start Provided material

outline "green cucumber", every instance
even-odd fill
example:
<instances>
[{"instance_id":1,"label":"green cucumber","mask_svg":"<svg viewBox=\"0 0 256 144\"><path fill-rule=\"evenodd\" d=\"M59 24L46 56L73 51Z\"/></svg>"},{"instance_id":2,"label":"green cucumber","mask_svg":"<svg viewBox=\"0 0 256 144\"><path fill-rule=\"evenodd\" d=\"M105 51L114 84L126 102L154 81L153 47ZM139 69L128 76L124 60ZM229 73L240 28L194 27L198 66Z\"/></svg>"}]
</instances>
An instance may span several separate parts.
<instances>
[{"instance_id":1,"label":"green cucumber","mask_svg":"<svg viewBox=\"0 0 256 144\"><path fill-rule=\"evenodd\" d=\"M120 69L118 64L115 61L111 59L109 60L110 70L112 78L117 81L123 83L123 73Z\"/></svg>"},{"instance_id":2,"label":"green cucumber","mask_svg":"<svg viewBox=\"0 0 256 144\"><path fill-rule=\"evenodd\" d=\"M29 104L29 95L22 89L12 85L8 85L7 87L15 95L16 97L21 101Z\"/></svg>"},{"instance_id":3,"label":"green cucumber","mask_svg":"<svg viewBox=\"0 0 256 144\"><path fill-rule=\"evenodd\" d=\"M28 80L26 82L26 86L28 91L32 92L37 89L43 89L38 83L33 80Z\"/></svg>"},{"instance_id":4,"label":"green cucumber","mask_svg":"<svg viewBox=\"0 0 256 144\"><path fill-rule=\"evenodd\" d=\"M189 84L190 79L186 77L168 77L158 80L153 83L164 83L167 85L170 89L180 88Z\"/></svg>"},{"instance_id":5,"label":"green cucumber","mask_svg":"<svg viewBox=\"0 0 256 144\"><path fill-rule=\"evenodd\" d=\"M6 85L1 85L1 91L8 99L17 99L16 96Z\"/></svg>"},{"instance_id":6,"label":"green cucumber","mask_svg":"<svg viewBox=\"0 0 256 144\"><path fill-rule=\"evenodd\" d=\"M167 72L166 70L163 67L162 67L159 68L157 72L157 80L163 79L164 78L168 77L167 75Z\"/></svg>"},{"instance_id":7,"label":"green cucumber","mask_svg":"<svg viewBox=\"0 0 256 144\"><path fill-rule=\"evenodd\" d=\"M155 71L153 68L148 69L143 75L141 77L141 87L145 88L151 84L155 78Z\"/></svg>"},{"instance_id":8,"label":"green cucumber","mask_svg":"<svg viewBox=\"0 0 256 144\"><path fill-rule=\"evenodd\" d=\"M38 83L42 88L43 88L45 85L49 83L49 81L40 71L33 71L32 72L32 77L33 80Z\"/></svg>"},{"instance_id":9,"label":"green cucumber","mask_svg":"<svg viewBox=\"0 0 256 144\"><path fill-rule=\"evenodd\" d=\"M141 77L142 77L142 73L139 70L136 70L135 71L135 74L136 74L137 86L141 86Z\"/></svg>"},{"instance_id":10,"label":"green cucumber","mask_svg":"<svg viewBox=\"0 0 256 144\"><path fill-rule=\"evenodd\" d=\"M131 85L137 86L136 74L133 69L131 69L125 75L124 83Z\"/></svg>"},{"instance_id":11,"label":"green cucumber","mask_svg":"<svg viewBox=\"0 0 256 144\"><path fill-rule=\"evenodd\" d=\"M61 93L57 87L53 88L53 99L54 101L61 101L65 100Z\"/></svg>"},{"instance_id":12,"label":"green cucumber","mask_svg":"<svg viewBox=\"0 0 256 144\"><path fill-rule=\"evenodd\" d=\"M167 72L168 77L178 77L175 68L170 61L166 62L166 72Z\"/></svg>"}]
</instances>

end Provided material

• **What you should do**:
Please copy the data above word for word, keeping every line as it appears.

• **Task output**:
outline "green cucumber", every instance
even-odd fill
example:
<instances>
[{"instance_id":1,"label":"green cucumber","mask_svg":"<svg viewBox=\"0 0 256 144\"><path fill-rule=\"evenodd\" d=\"M59 24L46 56L73 51Z\"/></svg>"},{"instance_id":2,"label":"green cucumber","mask_svg":"<svg viewBox=\"0 0 256 144\"><path fill-rule=\"evenodd\" d=\"M105 51L114 84L126 102L154 81L153 47ZM139 69L128 76L124 60ZM229 73L240 28L194 27L198 66Z\"/></svg>"}]
</instances>
An instance may span several separate parts.
<instances>
[{"instance_id":1,"label":"green cucumber","mask_svg":"<svg viewBox=\"0 0 256 144\"><path fill-rule=\"evenodd\" d=\"M120 69L118 64L115 61L111 59L109 60L110 70L112 78L117 81L123 83L123 73Z\"/></svg>"},{"instance_id":2,"label":"green cucumber","mask_svg":"<svg viewBox=\"0 0 256 144\"><path fill-rule=\"evenodd\" d=\"M29 104L29 95L22 89L12 85L8 85L7 87L15 95L16 97L21 101Z\"/></svg>"},{"instance_id":3,"label":"green cucumber","mask_svg":"<svg viewBox=\"0 0 256 144\"><path fill-rule=\"evenodd\" d=\"M28 80L26 82L26 86L28 91L32 92L37 89L43 89L38 83L33 80Z\"/></svg>"},{"instance_id":4,"label":"green cucumber","mask_svg":"<svg viewBox=\"0 0 256 144\"><path fill-rule=\"evenodd\" d=\"M189 84L190 79L186 77L168 77L158 80L153 83L164 83L167 85L170 89L180 88Z\"/></svg>"},{"instance_id":5,"label":"green cucumber","mask_svg":"<svg viewBox=\"0 0 256 144\"><path fill-rule=\"evenodd\" d=\"M6 85L1 85L1 91L8 99L17 99L16 96Z\"/></svg>"},{"instance_id":6,"label":"green cucumber","mask_svg":"<svg viewBox=\"0 0 256 144\"><path fill-rule=\"evenodd\" d=\"M167 72L166 70L163 67L162 67L159 68L157 72L157 80L163 79L164 78L168 77L167 75Z\"/></svg>"},{"instance_id":7,"label":"green cucumber","mask_svg":"<svg viewBox=\"0 0 256 144\"><path fill-rule=\"evenodd\" d=\"M155 71L153 68L148 69L143 75L141 77L141 87L145 88L151 84L155 78Z\"/></svg>"},{"instance_id":8,"label":"green cucumber","mask_svg":"<svg viewBox=\"0 0 256 144\"><path fill-rule=\"evenodd\" d=\"M38 83L42 88L43 88L45 85L49 83L49 81L40 71L33 71L32 72L32 77L33 80Z\"/></svg>"},{"instance_id":9,"label":"green cucumber","mask_svg":"<svg viewBox=\"0 0 256 144\"><path fill-rule=\"evenodd\" d=\"M141 77L142 77L142 73L139 70L136 70L135 71L135 74L136 74L137 86L141 86Z\"/></svg>"},{"instance_id":10,"label":"green cucumber","mask_svg":"<svg viewBox=\"0 0 256 144\"><path fill-rule=\"evenodd\" d=\"M131 85L137 86L136 74L133 69L131 69L125 75L124 83Z\"/></svg>"},{"instance_id":11,"label":"green cucumber","mask_svg":"<svg viewBox=\"0 0 256 144\"><path fill-rule=\"evenodd\" d=\"M61 93L57 87L53 88L53 99L54 101L61 101L65 100Z\"/></svg>"},{"instance_id":12,"label":"green cucumber","mask_svg":"<svg viewBox=\"0 0 256 144\"><path fill-rule=\"evenodd\" d=\"M167 72L168 77L178 77L175 68L170 61L166 62L166 72Z\"/></svg>"}]
</instances>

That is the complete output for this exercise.